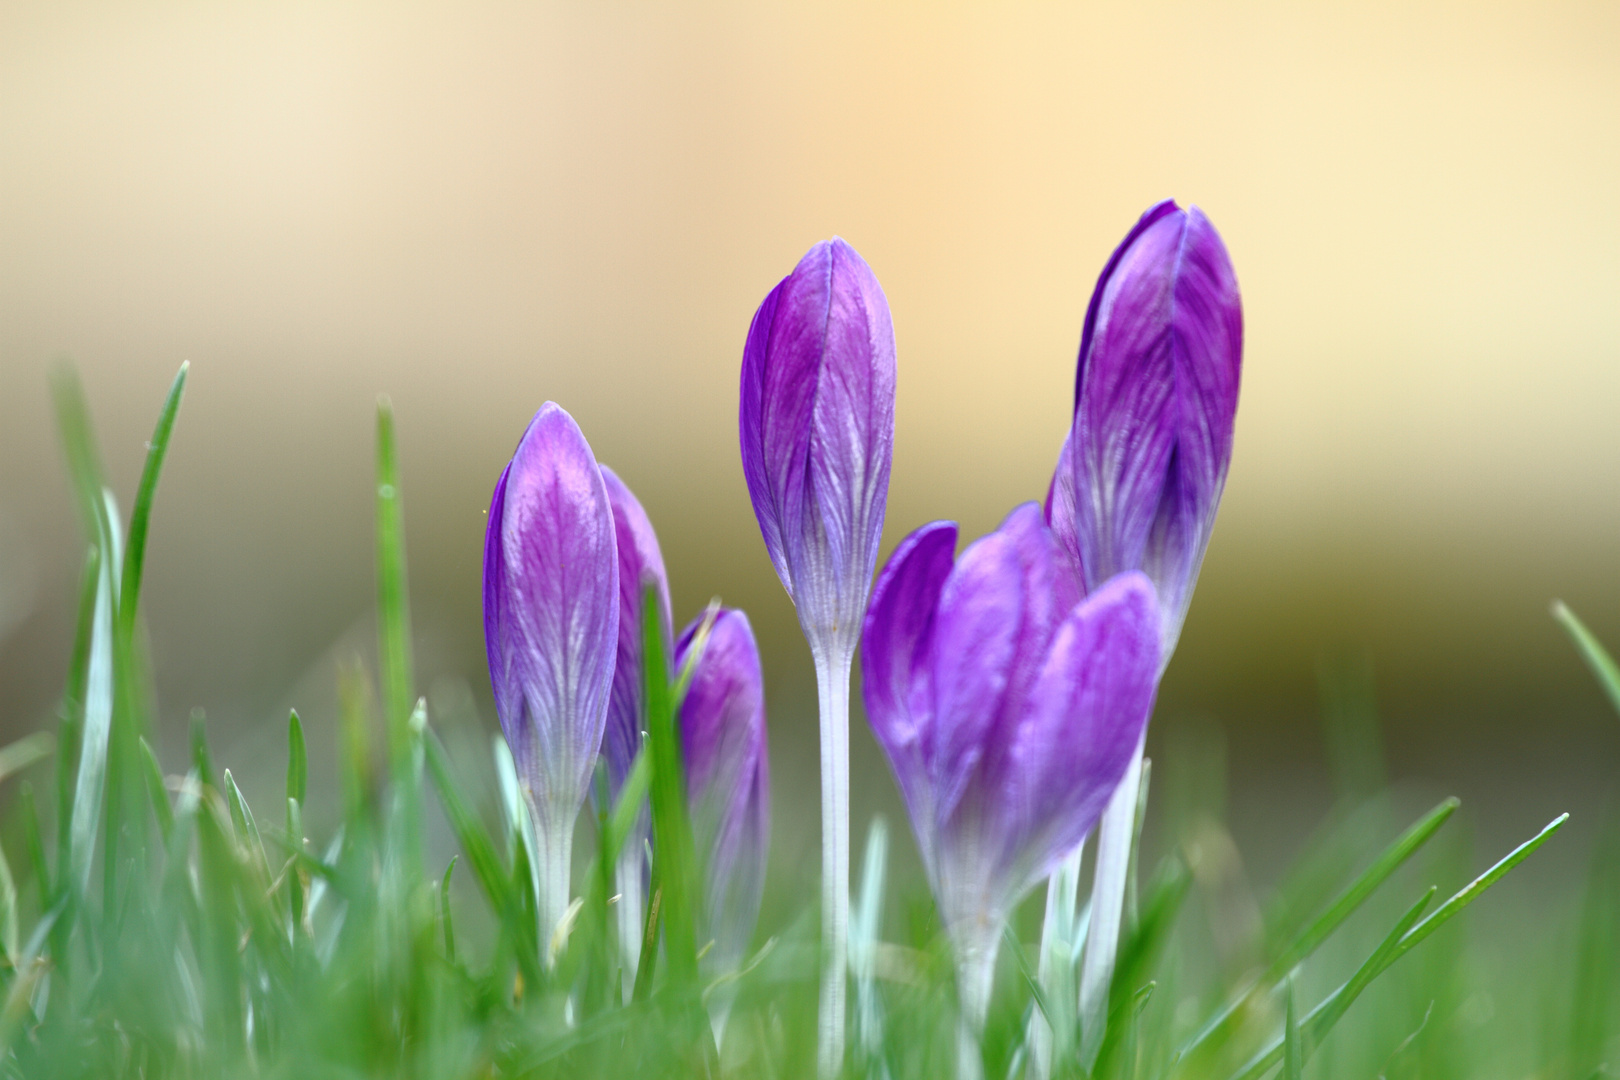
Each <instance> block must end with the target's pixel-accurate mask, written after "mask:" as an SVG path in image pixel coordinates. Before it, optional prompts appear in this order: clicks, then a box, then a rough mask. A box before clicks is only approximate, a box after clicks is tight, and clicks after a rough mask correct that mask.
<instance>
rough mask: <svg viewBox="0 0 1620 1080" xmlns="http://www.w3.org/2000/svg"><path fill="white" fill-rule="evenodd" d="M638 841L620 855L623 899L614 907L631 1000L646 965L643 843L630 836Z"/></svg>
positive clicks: (619, 879)
mask: <svg viewBox="0 0 1620 1080" xmlns="http://www.w3.org/2000/svg"><path fill="white" fill-rule="evenodd" d="M630 839H632V840H633V842H635V850H630V845H629V844H627V845H625V850H622V852H619V866H617V868H616V870H614V884H616V886H617V889H619V900H617V904H614V907H616V908H619V910H617V912H616V916H617V921H619V973H620V981H622V986H624V999H625V1001H630V991H632V989H635V968H637V965H638V963H640V962H642V920H643V913H642V908H643V905H645V900H646V897H645V895H643V892H645V889H643V886H642V873H643V870H642V861H643V858H645V857H643V855H642V842H640V839H637V837H633V836H632V837H630Z"/></svg>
--------------------------------------------------
- What to work on -
Restate the listing above word for word, and skip the pictures.

- Expected answer -
Each <instance> block must end with the target's pixel-accurate mask, written after "mask:" as an SVG path in image pixel coordinates. Before it, optional prompts appear in this order: clicks, then a box, then a rough mask. A box before clicks is only approximate, a box after clicks is tight, and clicks after a rough mask correct that mask.
<instance>
rough mask: <svg viewBox="0 0 1620 1080" xmlns="http://www.w3.org/2000/svg"><path fill="white" fill-rule="evenodd" d="M638 841L620 855L623 899L614 907L631 1000L646 965L643 843L630 836Z"/></svg>
positive clicks: (619, 879)
mask: <svg viewBox="0 0 1620 1080" xmlns="http://www.w3.org/2000/svg"><path fill="white" fill-rule="evenodd" d="M630 839H632V840H633V842H635V850H630V845H629V844H627V845H625V850H622V852H619V866H617V868H616V870H614V884H616V886H617V889H619V900H617V904H614V907H616V908H619V910H617V912H616V916H617V921H619V973H620V981H622V986H624V999H625V1001H630V991H632V989H635V968H637V965H638V963H640V962H642V920H643V913H642V908H643V905H645V900H646V897H645V895H643V892H645V889H643V886H642V873H643V870H642V861H643V858H645V857H643V855H642V842H640V839H637V837H633V836H632V837H630Z"/></svg>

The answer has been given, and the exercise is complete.